EXTRACTED MATERIAL:
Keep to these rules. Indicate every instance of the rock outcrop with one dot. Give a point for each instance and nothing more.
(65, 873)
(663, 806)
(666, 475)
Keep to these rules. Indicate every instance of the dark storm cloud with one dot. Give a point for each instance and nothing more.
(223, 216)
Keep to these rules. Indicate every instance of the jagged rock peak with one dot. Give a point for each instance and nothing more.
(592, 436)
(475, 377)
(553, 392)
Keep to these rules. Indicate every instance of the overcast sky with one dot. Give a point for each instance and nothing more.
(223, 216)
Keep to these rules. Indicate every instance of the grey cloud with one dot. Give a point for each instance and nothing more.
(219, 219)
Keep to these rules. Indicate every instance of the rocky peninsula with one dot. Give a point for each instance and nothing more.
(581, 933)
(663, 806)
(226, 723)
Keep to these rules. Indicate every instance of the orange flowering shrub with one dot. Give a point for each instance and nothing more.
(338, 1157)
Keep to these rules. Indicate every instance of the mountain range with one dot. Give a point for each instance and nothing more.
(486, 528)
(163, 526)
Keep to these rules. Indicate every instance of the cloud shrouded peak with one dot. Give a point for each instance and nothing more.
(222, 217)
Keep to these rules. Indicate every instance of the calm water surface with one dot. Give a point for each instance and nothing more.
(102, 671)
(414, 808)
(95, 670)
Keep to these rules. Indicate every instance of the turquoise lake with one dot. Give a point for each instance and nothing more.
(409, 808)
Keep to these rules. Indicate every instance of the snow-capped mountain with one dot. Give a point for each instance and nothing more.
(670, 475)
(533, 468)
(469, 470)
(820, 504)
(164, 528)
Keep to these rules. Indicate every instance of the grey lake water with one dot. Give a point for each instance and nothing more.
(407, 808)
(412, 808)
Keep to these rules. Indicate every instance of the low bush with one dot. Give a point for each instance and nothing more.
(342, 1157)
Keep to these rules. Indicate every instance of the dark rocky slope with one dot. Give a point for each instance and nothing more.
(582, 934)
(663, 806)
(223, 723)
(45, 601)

TASK DIRECTIONS: Lines from the one holding "Keep to these rules. Indicate every instance of the low" to the end of the listing above are the only ones to transcribe. Keep each exactly as written.

RESULT BELOW:
Keep to these rules. Indicate every instance of the low bush with one dot. Give a point for each instance and nothing more.
(342, 1157)
Keep to these rules. Indicate every instance of the dark rocky slope with one dot. Give a point for each instance and nothing more.
(582, 934)
(663, 806)
(223, 723)
(45, 601)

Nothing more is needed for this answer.